**Task instructions:**
Copy the listing below word for word, leaving out the pictures.

[Items listed in a dataset]
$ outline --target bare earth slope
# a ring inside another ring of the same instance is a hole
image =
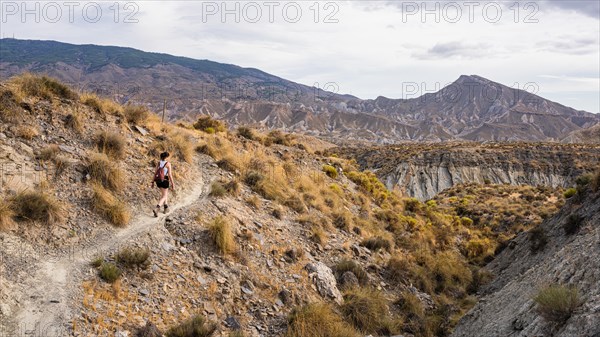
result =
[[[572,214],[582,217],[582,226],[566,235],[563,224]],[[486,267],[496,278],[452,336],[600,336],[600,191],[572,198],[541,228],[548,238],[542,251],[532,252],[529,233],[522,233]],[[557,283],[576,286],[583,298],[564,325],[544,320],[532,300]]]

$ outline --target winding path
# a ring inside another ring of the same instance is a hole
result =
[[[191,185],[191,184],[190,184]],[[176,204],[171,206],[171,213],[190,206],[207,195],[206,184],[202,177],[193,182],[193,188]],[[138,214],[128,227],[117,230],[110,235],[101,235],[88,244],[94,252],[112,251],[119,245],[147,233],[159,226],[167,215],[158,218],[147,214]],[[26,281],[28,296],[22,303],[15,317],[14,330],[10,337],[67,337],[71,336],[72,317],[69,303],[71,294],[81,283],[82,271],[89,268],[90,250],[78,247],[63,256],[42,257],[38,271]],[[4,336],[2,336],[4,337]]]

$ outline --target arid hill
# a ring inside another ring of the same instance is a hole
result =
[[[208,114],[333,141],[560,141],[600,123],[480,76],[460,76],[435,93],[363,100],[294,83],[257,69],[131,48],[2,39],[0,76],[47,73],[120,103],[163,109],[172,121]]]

**Expected answer:**
$ outline --target bare earth slope
# a ring inside another ring of the same instance is a hole
image =
result =
[[[572,214],[582,217],[582,226],[566,235],[563,224]],[[486,267],[496,278],[452,336],[600,336],[600,191],[572,198],[541,228],[548,238],[542,251],[532,252],[529,233],[522,233]],[[557,283],[576,286],[583,298],[564,325],[544,320],[532,300]]]

$ outline --target winding path
# a ring inside another ring of the same instance is a hole
result =
[[[191,185],[191,184],[190,184]],[[176,204],[171,206],[171,213],[190,206],[207,195],[206,184],[202,177],[193,182],[193,188]],[[138,214],[128,227],[117,230],[110,235],[101,235],[88,244],[94,252],[112,251],[119,245],[147,233],[159,226],[167,215],[158,218],[147,214]],[[26,281],[28,296],[22,303],[15,317],[14,330],[10,337],[67,337],[71,336],[72,317],[69,303],[71,294],[81,283],[82,271],[89,268],[90,250],[78,247],[63,256],[42,257],[38,271]],[[4,336],[2,336],[4,337]]]

$ outline --target arid hill
# a ring inside another ring of the same instance is a hole
result =
[[[208,114],[333,141],[560,141],[600,123],[480,76],[460,76],[435,93],[363,100],[294,83],[257,69],[131,48],[2,39],[0,76],[47,73],[120,103],[163,109],[172,121]]]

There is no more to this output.